• Records provided:
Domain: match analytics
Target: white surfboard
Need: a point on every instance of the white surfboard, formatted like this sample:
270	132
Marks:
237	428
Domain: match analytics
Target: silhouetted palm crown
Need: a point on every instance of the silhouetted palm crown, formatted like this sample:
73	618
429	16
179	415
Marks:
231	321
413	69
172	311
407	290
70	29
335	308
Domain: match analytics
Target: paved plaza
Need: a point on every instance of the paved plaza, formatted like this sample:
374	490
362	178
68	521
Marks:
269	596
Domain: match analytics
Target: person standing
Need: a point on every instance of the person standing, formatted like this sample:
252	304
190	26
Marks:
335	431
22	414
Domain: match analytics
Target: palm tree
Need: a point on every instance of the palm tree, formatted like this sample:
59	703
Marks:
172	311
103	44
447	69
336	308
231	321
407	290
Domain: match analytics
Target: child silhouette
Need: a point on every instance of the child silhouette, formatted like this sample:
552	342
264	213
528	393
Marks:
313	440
---
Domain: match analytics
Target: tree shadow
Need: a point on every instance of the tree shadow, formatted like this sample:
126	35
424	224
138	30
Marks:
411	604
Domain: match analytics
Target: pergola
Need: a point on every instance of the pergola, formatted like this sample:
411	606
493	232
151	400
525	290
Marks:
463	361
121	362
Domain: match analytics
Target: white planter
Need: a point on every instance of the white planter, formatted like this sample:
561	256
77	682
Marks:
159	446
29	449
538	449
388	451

• What you will do: Copy each line containing the word "point" from the data.

• Result of the exercise:
Need: a point on every instance of the white surfboard, formatted like this sample:
Need: a point on every instance of the silhouetted palm crown, formatted like this sample:
Need: a point on every instance of the paved plaza, formatted like this sample:
Need: a point on every instance of the person standing, formatted like this sample:
Need: a point on every instance of the palm tree, formatted like this sample:
Need: a point on every instance of the child silhouette, formatted like this sample:
Need: a point on every instance of the tree shadow, formatted like this sample:
Need: a point on every instance of the pergola, formatted like this sample:
Need: a point on every instance of the white planter, formatted like this sample:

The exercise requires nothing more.